[Natural language region descriptions]
════

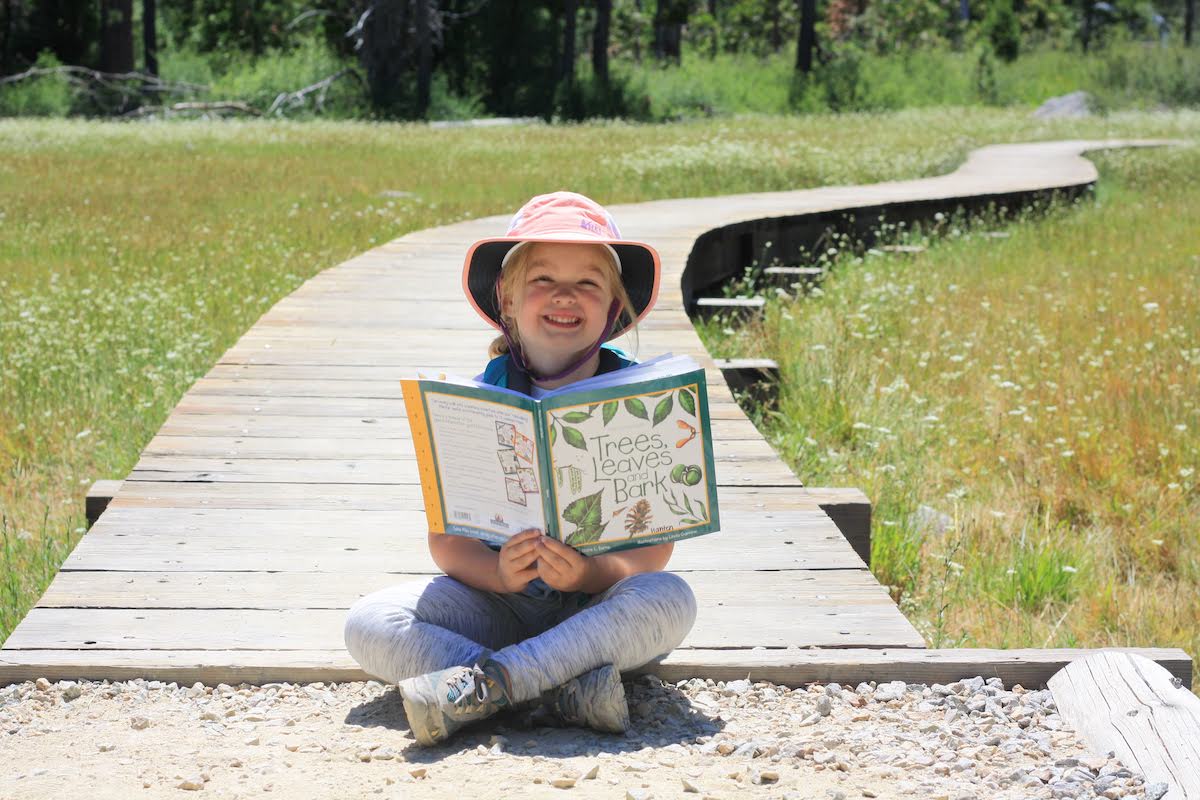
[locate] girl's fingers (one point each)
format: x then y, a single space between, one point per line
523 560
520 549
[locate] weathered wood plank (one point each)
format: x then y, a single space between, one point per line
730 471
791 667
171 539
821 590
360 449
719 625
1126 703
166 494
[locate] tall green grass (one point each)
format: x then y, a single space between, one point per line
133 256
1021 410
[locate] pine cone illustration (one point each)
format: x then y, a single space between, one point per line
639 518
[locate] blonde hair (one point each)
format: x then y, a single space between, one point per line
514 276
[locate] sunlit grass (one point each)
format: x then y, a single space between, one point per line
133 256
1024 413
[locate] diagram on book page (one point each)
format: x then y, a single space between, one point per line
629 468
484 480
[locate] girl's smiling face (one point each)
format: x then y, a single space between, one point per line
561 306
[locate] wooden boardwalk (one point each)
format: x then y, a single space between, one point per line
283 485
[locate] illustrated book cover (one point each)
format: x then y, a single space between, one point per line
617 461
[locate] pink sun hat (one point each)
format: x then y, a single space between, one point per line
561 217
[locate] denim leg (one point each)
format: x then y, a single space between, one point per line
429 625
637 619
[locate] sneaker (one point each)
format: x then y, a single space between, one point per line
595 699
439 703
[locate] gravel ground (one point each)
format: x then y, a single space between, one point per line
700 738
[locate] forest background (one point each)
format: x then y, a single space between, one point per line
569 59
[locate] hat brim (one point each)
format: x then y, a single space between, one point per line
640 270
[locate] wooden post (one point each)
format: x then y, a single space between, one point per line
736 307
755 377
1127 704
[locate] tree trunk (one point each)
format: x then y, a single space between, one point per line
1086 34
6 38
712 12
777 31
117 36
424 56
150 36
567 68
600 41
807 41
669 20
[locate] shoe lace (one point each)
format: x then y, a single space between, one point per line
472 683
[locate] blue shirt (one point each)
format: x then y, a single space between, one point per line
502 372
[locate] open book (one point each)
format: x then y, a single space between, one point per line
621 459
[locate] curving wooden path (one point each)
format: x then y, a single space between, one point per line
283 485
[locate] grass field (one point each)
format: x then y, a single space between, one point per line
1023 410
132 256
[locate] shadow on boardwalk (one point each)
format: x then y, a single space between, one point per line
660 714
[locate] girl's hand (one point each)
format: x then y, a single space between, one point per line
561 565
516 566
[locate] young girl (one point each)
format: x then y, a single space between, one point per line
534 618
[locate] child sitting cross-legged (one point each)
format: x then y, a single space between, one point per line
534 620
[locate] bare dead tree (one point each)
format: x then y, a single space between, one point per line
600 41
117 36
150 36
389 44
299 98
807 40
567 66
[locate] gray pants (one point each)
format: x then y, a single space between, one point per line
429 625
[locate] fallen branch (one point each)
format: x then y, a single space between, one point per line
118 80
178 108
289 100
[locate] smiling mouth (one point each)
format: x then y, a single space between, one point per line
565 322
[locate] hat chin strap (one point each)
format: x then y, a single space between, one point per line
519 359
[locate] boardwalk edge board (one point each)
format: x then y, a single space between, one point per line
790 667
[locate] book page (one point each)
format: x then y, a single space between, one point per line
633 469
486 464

════

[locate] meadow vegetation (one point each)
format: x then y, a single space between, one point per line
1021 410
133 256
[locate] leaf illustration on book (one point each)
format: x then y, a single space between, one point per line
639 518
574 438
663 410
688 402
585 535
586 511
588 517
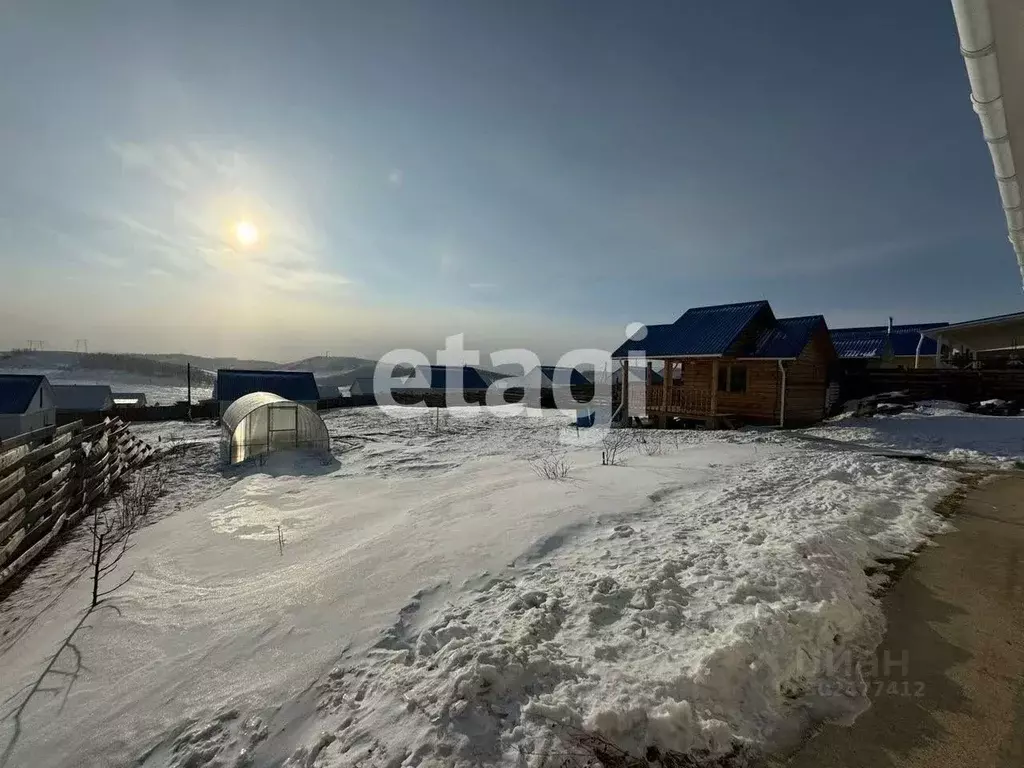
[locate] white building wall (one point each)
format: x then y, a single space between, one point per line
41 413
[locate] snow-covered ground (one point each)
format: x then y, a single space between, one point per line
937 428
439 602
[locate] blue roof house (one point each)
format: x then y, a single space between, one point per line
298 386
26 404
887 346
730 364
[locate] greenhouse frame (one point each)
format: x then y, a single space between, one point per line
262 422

════

▸ **Task to carry out**
Where a line above contains the word "book", show that line.

▸ **Task answer**
[locate] diagram on book page (one point each)
[locate] illustrated book cover (one point each)
[locate] open book (one point each)
[locate] book page (one point each)
[locate] leaf illustration on book (one point each)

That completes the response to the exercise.